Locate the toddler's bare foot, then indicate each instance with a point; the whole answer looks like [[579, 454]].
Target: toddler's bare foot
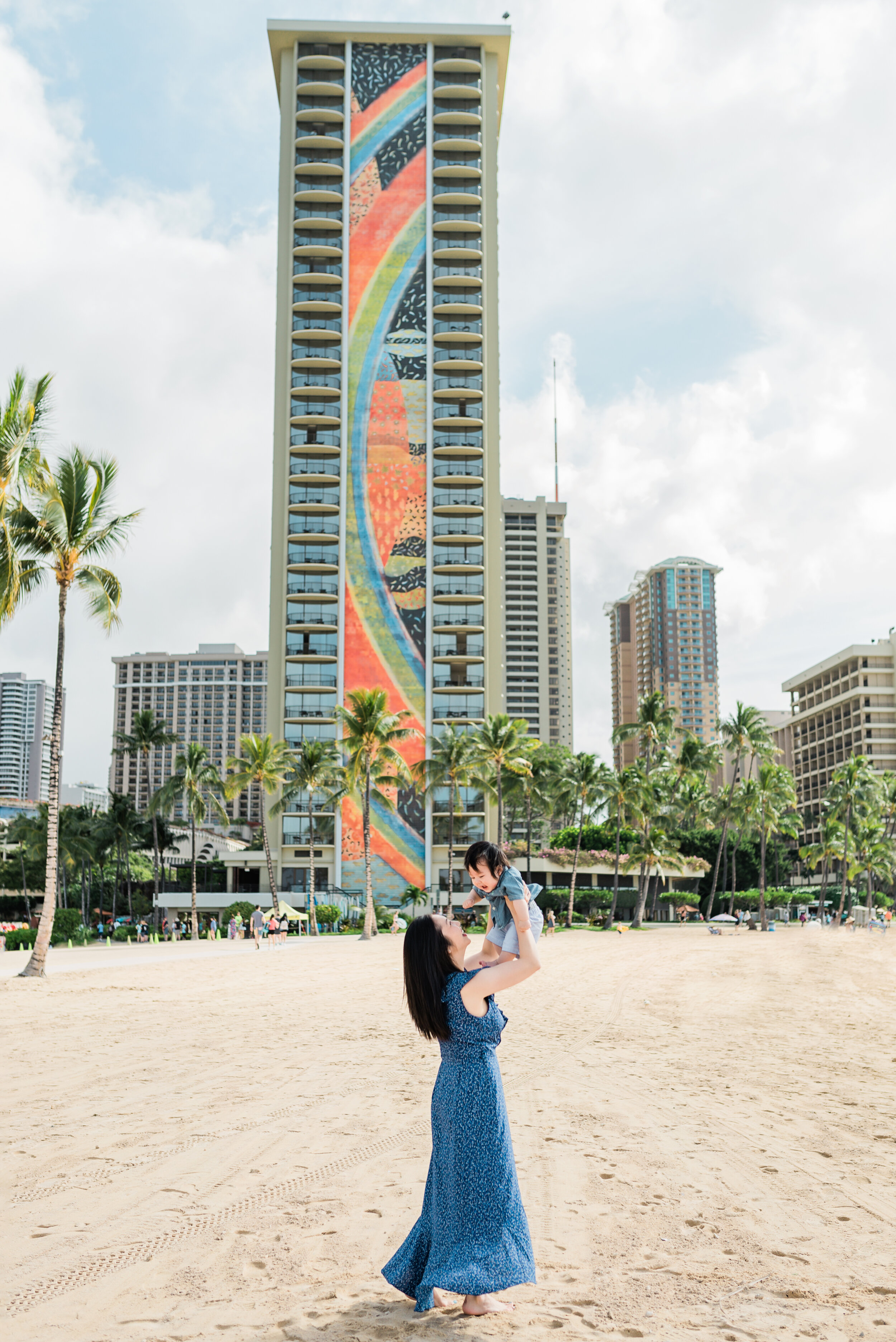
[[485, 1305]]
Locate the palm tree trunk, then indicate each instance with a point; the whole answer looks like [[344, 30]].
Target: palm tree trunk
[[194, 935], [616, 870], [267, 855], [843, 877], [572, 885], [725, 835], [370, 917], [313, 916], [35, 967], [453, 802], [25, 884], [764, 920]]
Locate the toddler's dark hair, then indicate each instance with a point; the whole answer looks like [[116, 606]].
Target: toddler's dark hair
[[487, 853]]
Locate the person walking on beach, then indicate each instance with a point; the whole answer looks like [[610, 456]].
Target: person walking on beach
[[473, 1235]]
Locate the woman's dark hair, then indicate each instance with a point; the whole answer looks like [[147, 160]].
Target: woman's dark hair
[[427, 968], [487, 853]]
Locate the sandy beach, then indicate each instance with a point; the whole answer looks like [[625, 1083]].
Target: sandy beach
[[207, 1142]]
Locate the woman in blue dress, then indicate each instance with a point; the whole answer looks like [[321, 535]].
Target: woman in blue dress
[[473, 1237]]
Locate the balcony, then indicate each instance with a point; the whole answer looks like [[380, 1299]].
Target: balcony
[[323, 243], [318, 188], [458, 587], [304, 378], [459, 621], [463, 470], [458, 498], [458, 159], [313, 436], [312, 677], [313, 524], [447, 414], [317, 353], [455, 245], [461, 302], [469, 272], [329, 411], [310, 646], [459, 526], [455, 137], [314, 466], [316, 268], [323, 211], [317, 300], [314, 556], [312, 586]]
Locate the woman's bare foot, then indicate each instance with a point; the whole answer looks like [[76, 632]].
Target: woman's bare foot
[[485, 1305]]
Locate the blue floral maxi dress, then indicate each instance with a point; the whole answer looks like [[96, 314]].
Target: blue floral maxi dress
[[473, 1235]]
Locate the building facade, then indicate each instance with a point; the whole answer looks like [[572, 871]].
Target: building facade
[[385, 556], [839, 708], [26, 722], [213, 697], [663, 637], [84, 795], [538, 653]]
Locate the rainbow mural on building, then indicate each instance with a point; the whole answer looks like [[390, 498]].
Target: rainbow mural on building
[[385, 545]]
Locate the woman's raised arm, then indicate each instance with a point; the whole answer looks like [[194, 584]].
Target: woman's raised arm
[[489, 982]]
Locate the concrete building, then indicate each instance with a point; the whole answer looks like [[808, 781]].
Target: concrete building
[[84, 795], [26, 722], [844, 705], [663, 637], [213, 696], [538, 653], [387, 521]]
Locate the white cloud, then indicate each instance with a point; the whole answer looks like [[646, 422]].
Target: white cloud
────────
Please return, exactly as written, the lines from the first line of the records above through the line containing "Locate the woman's dark", both included, leaving out any pictures.

Locate the toddler's bare foot, then indicate each instance with a point; the whole answer looks like [[579, 454]].
Target: toddler's bare foot
[[485, 1305]]
Locate the palm tree trunk, then indicate each instance with a point; the whole answer looks like [[344, 30]].
Target: palm tree trunk
[[194, 935], [616, 870], [267, 855], [843, 877], [572, 885], [725, 835], [370, 917], [313, 916], [35, 967], [453, 802], [25, 884], [764, 920]]
Locate the toddler's dark hair, then indicate each instance with a point; the whole answer looks like [[116, 606]].
Target: toddler's dark hair
[[487, 853]]
Locate the person walking on beach, then indicate each instance with a point; the whole answer looks like [[610, 456]].
Target: person walking on beach
[[473, 1235]]
Locate the woman's dark hair, then indicate each instance with a point; the whole answer looks like [[147, 160]].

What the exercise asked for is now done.